What you should do:
Output every line of the material below verbatim, leaving out the pictures.

#### Records supplied

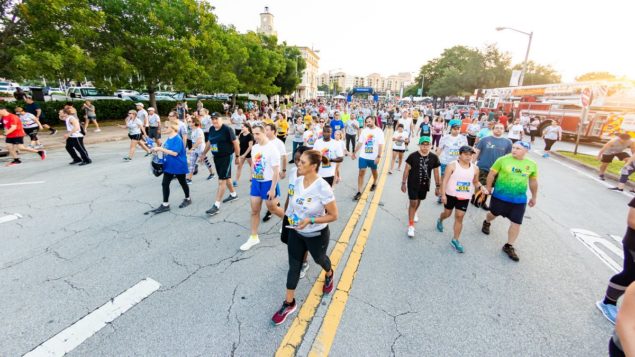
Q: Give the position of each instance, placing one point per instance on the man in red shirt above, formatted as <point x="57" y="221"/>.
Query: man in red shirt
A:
<point x="14" y="134"/>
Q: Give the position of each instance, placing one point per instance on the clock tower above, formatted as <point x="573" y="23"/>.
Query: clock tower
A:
<point x="266" y="23"/>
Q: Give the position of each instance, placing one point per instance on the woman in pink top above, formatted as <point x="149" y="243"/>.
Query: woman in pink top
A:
<point x="437" y="131"/>
<point x="459" y="182"/>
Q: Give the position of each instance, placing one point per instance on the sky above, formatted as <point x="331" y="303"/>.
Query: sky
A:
<point x="389" y="37"/>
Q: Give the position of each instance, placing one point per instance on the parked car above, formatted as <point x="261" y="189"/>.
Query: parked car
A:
<point x="88" y="93"/>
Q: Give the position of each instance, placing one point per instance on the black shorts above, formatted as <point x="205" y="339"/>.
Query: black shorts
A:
<point x="154" y="132"/>
<point x="32" y="132"/>
<point x="607" y="159"/>
<point x="455" y="203"/>
<point x="513" y="211"/>
<point x="15" y="141"/>
<point x="417" y="192"/>
<point x="223" y="166"/>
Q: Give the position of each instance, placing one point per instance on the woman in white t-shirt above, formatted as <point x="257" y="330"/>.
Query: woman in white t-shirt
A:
<point x="400" y="141"/>
<point x="311" y="207"/>
<point x="515" y="131"/>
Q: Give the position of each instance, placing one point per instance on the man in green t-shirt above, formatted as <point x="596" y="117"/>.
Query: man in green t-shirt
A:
<point x="513" y="173"/>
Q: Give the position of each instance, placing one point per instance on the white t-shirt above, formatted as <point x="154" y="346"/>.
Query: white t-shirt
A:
<point x="515" y="131"/>
<point x="331" y="149"/>
<point x="309" y="202"/>
<point x="399" y="145"/>
<point x="309" y="138"/>
<point x="371" y="139"/>
<point x="264" y="158"/>
<point x="450" y="146"/>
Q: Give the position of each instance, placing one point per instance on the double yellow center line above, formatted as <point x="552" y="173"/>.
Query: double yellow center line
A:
<point x="322" y="345"/>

########

Problem solution:
Q: Give the position of each instance, placing one point per instance on the man in red shirt above, formatted as <point x="57" y="221"/>.
Query: man in red shirt
A:
<point x="14" y="134"/>
Q: Give the position of each instance, placing one point per instance on the clock tower above, formatted as <point x="573" y="23"/>.
Query: clock tower
A:
<point x="266" y="23"/>
Q: Give the position of each instance, placing one point per instance on the woman in pink top above, formatted as <point x="149" y="243"/>.
Query: woman in pink top
A:
<point x="437" y="131"/>
<point x="459" y="182"/>
Q: Give the position of each instance, placing one point per instance on the sky above, formatted as <point x="331" y="303"/>.
Query: sky
A:
<point x="389" y="37"/>
Q: Give the position of each instance, placing one point per instance on the parked car above, formatted as <point x="261" y="189"/>.
Query: parked car
A:
<point x="88" y="93"/>
Q: Give the position of each instance, placing one point per instance on the black shorts above, formatted as <point x="205" y="339"/>.
Query: black shorts
A:
<point x="154" y="132"/>
<point x="32" y="132"/>
<point x="607" y="159"/>
<point x="455" y="203"/>
<point x="513" y="211"/>
<point x="15" y="141"/>
<point x="417" y="192"/>
<point x="223" y="166"/>
Q: Give the position of each instance, placing one point per instance on the woman in white t-shirt above, formatted as <point x="257" y="330"/>.
Query: woman in white t-shirt
A:
<point x="400" y="141"/>
<point x="311" y="207"/>
<point x="515" y="131"/>
Q: Give the position of each instance, placing one point per instance on the man in green t-shirt above, formatted as <point x="596" y="117"/>.
Query: man in green t-shirt
A:
<point x="513" y="173"/>
Q: Give the position of each instance, placing one point per instance on the white t-shirt above, formatted as <point x="154" y="346"/>.
Query: white t-shirt
A:
<point x="515" y="131"/>
<point x="331" y="149"/>
<point x="309" y="202"/>
<point x="399" y="145"/>
<point x="309" y="138"/>
<point x="371" y="139"/>
<point x="264" y="158"/>
<point x="450" y="146"/>
Q: Give the position of each instance, placing one point per instance on the double yellow center line above, formatted as <point x="552" y="173"/>.
Query: double yellow center line
A:
<point x="322" y="345"/>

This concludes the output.